Begin Exercise data

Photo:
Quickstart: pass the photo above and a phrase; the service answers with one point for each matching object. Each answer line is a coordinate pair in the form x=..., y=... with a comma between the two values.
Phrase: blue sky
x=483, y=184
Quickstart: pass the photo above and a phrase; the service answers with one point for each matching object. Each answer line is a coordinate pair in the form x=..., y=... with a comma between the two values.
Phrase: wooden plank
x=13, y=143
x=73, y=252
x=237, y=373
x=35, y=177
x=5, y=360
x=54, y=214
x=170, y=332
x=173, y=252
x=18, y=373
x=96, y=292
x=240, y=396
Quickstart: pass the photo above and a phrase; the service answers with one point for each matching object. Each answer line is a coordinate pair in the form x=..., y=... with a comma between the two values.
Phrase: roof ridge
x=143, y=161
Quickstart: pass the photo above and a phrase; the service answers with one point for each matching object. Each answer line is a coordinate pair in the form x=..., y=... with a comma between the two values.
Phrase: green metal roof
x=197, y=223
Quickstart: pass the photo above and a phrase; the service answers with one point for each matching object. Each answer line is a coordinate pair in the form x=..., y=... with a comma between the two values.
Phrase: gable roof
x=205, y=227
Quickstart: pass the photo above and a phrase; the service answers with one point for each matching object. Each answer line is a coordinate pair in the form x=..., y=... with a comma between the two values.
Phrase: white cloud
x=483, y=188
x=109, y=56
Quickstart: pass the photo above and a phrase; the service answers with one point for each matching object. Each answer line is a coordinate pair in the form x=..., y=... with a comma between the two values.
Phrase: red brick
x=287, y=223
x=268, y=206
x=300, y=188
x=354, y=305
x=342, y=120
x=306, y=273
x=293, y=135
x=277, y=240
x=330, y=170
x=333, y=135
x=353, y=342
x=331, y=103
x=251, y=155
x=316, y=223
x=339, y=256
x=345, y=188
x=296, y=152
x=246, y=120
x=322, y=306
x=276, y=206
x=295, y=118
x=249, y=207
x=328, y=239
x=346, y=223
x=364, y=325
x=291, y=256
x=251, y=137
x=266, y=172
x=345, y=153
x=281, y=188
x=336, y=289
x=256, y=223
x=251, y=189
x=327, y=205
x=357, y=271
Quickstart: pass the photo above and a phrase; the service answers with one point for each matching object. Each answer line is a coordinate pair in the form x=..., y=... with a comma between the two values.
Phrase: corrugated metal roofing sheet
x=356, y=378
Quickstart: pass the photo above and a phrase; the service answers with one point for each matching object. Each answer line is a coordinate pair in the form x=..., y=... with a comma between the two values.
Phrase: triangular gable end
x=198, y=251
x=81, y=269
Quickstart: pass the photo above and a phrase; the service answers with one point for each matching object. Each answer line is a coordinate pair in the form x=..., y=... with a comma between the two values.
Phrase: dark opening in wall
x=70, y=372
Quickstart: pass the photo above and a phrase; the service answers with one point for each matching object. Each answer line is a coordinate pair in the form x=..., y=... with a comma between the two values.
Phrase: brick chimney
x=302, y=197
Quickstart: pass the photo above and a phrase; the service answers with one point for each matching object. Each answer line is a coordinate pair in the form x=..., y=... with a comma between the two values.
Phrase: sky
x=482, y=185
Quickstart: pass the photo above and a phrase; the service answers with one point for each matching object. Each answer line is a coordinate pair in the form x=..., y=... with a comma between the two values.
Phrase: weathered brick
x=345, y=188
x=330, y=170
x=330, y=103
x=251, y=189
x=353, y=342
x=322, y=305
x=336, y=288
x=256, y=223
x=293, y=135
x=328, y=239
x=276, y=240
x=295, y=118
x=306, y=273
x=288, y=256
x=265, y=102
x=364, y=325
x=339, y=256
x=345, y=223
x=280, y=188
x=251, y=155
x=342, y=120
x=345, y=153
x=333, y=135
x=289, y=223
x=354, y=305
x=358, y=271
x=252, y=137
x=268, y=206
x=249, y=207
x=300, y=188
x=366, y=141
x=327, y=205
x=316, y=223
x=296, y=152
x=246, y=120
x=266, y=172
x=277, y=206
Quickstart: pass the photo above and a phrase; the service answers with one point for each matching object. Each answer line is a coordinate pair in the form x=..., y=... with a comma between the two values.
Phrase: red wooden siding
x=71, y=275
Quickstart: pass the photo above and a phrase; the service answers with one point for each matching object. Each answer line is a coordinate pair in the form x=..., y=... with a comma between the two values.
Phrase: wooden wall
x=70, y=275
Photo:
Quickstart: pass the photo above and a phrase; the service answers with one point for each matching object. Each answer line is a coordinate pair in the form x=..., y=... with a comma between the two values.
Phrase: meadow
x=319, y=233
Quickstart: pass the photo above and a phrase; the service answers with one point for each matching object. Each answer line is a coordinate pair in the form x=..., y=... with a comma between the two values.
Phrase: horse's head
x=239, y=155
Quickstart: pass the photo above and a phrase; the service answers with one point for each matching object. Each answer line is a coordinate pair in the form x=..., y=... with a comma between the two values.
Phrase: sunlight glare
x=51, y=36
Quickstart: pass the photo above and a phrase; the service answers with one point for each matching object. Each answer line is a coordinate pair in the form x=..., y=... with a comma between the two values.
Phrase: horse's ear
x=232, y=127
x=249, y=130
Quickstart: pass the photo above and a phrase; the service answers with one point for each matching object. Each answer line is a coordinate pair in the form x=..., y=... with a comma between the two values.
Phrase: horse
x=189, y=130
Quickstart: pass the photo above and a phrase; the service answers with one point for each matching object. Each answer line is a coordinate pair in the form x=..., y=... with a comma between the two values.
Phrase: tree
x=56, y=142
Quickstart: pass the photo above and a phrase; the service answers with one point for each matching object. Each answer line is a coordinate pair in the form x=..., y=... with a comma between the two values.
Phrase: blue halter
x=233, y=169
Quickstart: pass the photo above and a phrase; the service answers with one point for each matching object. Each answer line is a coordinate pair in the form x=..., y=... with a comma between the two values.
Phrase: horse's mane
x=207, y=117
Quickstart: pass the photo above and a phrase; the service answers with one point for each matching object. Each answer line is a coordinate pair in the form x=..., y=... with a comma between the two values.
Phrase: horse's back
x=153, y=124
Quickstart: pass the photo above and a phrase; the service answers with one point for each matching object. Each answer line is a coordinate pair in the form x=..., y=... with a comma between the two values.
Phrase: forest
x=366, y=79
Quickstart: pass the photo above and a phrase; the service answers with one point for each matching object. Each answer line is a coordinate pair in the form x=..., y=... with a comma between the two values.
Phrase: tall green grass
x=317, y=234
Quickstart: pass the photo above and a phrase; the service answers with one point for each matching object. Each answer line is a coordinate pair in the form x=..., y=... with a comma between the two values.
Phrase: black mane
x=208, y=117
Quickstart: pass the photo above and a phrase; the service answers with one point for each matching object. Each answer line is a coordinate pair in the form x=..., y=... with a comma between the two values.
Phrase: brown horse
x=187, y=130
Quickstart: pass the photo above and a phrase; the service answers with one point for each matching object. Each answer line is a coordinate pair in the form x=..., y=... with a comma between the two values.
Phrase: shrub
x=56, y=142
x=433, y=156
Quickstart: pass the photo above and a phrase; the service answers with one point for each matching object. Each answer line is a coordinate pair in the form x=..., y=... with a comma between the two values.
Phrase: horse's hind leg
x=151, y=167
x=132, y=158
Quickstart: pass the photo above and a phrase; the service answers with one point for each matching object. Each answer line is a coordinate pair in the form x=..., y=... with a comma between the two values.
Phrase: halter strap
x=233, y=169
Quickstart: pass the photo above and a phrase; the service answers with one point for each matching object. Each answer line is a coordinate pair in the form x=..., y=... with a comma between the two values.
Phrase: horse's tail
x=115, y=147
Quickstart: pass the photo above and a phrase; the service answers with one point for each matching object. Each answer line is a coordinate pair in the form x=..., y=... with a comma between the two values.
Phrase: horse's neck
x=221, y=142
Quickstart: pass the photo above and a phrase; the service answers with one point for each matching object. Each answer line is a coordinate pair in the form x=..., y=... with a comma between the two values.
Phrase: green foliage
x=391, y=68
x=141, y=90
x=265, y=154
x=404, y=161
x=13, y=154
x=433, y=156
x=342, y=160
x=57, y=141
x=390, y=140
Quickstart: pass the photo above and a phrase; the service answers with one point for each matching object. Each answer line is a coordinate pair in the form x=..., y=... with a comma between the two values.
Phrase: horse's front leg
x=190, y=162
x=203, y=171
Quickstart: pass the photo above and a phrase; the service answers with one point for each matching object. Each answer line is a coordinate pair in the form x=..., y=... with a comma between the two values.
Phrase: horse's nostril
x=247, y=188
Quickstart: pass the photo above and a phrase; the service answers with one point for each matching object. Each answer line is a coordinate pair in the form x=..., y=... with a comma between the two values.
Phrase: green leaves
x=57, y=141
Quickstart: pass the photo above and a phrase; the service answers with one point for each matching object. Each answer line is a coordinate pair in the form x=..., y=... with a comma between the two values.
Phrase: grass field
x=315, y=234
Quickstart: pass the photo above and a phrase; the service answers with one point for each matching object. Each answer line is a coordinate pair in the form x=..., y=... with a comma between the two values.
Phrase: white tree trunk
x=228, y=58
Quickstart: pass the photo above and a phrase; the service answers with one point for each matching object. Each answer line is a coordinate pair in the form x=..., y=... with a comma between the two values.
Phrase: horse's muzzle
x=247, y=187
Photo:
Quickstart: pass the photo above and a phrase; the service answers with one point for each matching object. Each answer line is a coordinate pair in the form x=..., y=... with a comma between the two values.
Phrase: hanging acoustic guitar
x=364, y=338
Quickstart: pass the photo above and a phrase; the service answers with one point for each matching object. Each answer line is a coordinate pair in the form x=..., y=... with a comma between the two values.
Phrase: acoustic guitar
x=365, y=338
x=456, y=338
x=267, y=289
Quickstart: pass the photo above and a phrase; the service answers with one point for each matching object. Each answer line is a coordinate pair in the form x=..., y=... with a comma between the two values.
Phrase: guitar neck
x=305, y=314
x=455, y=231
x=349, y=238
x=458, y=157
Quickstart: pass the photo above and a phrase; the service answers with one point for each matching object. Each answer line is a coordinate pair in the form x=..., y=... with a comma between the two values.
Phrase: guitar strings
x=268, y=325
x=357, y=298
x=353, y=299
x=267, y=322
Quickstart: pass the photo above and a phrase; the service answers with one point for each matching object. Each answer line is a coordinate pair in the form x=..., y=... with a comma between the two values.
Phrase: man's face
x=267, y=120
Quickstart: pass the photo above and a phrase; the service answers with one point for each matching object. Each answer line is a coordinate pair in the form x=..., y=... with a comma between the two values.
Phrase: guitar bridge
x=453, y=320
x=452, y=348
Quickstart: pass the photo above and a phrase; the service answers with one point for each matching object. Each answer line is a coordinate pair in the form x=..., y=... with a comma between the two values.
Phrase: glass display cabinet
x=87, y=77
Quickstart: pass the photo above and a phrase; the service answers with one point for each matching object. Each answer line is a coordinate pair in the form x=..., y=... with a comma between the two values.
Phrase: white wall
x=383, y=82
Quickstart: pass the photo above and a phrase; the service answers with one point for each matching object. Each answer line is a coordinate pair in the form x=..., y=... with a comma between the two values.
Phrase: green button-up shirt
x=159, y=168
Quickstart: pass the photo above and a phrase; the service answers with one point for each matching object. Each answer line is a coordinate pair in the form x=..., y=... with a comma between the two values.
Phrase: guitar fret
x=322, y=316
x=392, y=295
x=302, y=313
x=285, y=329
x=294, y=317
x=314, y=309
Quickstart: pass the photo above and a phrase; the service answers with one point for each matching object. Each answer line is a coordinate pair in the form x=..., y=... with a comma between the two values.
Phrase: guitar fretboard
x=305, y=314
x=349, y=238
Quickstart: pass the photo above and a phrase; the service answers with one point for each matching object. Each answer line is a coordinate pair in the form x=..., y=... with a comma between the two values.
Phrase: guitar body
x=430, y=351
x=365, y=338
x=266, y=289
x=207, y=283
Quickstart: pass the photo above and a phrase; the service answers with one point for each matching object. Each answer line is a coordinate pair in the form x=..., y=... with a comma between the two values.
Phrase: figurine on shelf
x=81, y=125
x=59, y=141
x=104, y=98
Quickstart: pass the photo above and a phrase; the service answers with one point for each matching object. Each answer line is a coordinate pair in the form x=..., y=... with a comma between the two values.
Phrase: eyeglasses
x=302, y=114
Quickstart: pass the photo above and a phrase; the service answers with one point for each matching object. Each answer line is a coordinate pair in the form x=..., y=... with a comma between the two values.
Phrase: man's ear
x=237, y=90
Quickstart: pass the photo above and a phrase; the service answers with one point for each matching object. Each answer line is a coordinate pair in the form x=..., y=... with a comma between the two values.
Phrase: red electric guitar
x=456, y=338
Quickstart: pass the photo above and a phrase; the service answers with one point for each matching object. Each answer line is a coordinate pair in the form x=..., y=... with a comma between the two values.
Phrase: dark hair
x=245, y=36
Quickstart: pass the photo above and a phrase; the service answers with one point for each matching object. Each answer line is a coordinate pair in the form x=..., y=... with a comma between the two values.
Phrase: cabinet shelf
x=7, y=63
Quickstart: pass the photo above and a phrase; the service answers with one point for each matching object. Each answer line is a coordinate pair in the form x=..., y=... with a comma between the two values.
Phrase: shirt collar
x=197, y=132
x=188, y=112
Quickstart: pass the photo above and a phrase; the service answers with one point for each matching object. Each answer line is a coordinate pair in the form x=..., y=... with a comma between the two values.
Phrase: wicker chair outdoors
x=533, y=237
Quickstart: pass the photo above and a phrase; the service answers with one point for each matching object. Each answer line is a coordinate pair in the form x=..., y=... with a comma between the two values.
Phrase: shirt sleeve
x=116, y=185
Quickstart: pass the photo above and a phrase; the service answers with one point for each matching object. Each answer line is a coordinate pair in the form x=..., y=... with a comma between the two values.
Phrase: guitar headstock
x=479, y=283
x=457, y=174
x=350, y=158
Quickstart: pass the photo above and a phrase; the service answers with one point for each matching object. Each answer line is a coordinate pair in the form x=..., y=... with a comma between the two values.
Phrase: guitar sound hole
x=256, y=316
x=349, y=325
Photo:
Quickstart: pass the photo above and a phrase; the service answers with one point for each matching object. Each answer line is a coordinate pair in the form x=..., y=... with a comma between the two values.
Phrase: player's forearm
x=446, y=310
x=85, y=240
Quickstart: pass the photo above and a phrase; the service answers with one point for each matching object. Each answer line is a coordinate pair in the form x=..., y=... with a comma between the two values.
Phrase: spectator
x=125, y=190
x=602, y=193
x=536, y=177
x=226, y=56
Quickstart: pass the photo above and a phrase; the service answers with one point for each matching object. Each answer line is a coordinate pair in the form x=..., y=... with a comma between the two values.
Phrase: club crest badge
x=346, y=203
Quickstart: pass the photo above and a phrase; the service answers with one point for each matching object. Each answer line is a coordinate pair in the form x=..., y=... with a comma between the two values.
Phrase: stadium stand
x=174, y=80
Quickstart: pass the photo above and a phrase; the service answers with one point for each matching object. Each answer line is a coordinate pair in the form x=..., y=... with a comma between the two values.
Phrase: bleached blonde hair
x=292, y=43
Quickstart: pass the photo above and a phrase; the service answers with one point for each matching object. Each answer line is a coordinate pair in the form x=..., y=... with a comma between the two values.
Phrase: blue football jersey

End Exercise data

- _Prompt_: Could you reproduce, word for word, everything from the very first of the rows through the line containing "x=483, y=184", with both of those lines included?

- _Expected answer_:
Photo:
Quickstart: pass the photo above and a phrase; the service answers with one point for each matching object. Each answer line is a coordinate pair in the form x=..., y=... with a comma between the two values.
Phrase: blue sky
x=483, y=184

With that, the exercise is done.